** START **

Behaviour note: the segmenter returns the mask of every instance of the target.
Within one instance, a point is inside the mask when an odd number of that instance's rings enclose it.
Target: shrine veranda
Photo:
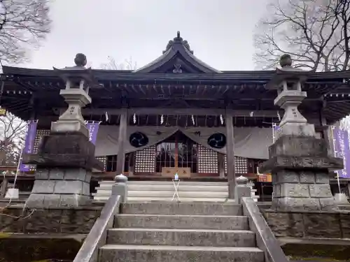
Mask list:
[[[170,180],[178,173],[183,180],[218,181],[229,174],[248,177],[260,194],[270,195],[270,179],[258,176],[257,166],[268,159],[272,125],[284,115],[274,104],[277,91],[266,88],[276,74],[214,69],[194,56],[179,33],[160,57],[139,69],[92,69],[92,102],[82,114],[99,123],[95,155],[104,170],[94,173],[91,189],[120,173],[138,180]],[[302,85],[307,98],[300,111],[328,141],[330,154],[330,125],[350,114],[349,76],[308,73]],[[54,70],[11,66],[3,66],[1,82],[2,108],[38,120],[36,153],[66,110],[59,95],[65,83]],[[20,174],[20,190],[30,191],[34,170]],[[348,191],[347,180],[342,181]]]

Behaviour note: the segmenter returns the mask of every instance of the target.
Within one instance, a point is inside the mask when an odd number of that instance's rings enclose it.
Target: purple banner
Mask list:
[[[350,146],[347,131],[335,128],[333,142],[335,157],[344,161],[344,169],[337,170],[337,173],[340,177],[350,178]]]
[[[88,122],[86,128],[89,130],[89,141],[92,144],[96,144],[97,133],[99,132],[99,122]]]
[[[30,166],[29,165],[24,165],[22,163],[22,157],[23,154],[31,154],[33,153],[33,150],[34,148],[34,141],[35,137],[36,136],[36,121],[29,121],[28,123],[28,131],[27,131],[27,136],[25,137],[24,141],[24,148],[22,152],[21,156],[21,163],[20,164],[20,171],[28,172],[30,171]]]

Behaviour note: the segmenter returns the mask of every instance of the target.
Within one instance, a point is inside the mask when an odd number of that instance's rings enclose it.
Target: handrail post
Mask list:
[[[234,191],[234,199],[238,204],[241,203],[241,198],[251,197],[251,189],[248,186],[248,178],[241,175],[236,177],[236,191]]]
[[[114,177],[115,183],[112,187],[112,195],[120,196],[120,203],[124,203],[127,199],[127,177],[120,174]]]

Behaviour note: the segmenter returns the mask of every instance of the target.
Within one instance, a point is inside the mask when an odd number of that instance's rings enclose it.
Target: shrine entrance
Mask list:
[[[177,131],[157,145],[155,172],[162,176],[190,177],[198,170],[198,144]]]

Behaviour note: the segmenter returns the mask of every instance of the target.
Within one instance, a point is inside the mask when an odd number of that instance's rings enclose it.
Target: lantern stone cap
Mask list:
[[[276,89],[283,81],[305,82],[314,70],[305,71],[292,66],[293,60],[289,54],[283,54],[279,60],[281,68],[276,68],[275,73],[265,86],[267,89]]]
[[[93,75],[91,67],[85,68],[87,60],[86,56],[82,53],[78,53],[74,58],[74,66],[66,66],[64,68],[57,68],[53,67],[56,73],[64,81],[72,79],[84,80],[88,82],[97,82]]]
[[[238,177],[236,177],[236,182],[237,186],[246,185],[248,183],[248,178],[244,177],[243,175],[240,175]]]
[[[118,175],[114,177],[114,181],[115,183],[126,183],[127,182],[127,177],[122,174]]]

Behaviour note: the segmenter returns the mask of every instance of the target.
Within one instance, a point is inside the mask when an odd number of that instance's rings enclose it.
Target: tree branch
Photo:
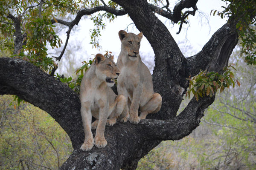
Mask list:
[[[70,136],[75,150],[61,169],[65,169],[65,166],[70,166],[70,164],[75,166],[80,161],[79,166],[88,169],[95,167],[98,170],[105,169],[103,167],[119,170],[134,160],[137,166],[138,160],[147,153],[145,150],[148,150],[149,144],[154,144],[149,147],[152,149],[160,140],[177,140],[191,133],[199,125],[204,109],[214,101],[214,97],[205,98],[199,102],[194,98],[173,119],[145,120],[137,125],[118,122],[113,127],[106,127],[108,144],[105,148],[93,147],[90,152],[84,152],[78,149],[84,136],[80,100],[74,92],[36,66],[20,59],[0,58],[0,72],[2,73],[0,95],[17,95],[46,111]],[[93,132],[95,134],[95,131]]]
[[[213,34],[201,52],[187,58],[190,75],[195,76],[200,70],[205,69],[222,72],[238,40],[235,27],[227,23],[224,24]]]

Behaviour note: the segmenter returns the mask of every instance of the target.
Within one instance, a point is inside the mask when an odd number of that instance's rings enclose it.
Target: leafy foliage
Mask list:
[[[73,148],[64,130],[47,113],[0,97],[0,169],[57,169]]]
[[[199,127],[182,139],[162,142],[140,161],[137,169],[256,168],[256,68],[237,58],[239,52],[231,60],[242,85],[218,93]],[[188,102],[185,99],[182,108]]]
[[[241,55],[244,54],[244,61],[249,64],[256,65],[256,51],[254,50],[256,43],[256,1],[250,0],[221,0],[225,2],[227,6],[222,6],[224,10],[217,14],[223,18],[228,17],[231,23],[236,24],[237,30],[241,41]],[[214,11],[213,15],[217,10]]]
[[[224,69],[223,74],[214,72],[208,72],[202,71],[192,78],[189,77],[189,89],[187,91],[186,96],[188,95],[189,98],[190,93],[192,92],[198,101],[198,96],[203,98],[206,95],[212,97],[219,89],[221,92],[226,87],[228,88],[230,86],[234,87],[235,81],[240,86],[238,80],[235,79],[234,74],[231,71],[231,68],[236,70],[233,66],[230,65]]]

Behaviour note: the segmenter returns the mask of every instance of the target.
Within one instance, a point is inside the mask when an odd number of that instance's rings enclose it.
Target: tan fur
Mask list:
[[[154,92],[152,77],[139,54],[142,32],[136,35],[121,30],[119,33],[121,49],[116,64],[120,71],[117,78],[118,94],[123,95],[129,108],[130,121],[137,124],[149,113],[159,111],[161,95]],[[139,117],[139,107],[141,113]]]
[[[127,121],[128,112],[125,98],[115,94],[110,87],[113,82],[107,82],[116,79],[119,73],[113,59],[113,57],[107,58],[100,54],[96,55],[95,63],[84,73],[81,82],[81,112],[85,135],[81,147],[83,151],[91,149],[94,143],[98,147],[105,147],[106,124],[113,126],[117,118]],[[92,116],[96,119],[92,124]],[[96,129],[94,140],[91,128]]]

** END **

(PROBLEM TO SOLVE) Which lines in the rows above contain the string "shrine"? Copy each of those lines, and treat uppercase and lowercase as different.

(TASK RESULT)
Target: shrine veranda
Target: shrine entrance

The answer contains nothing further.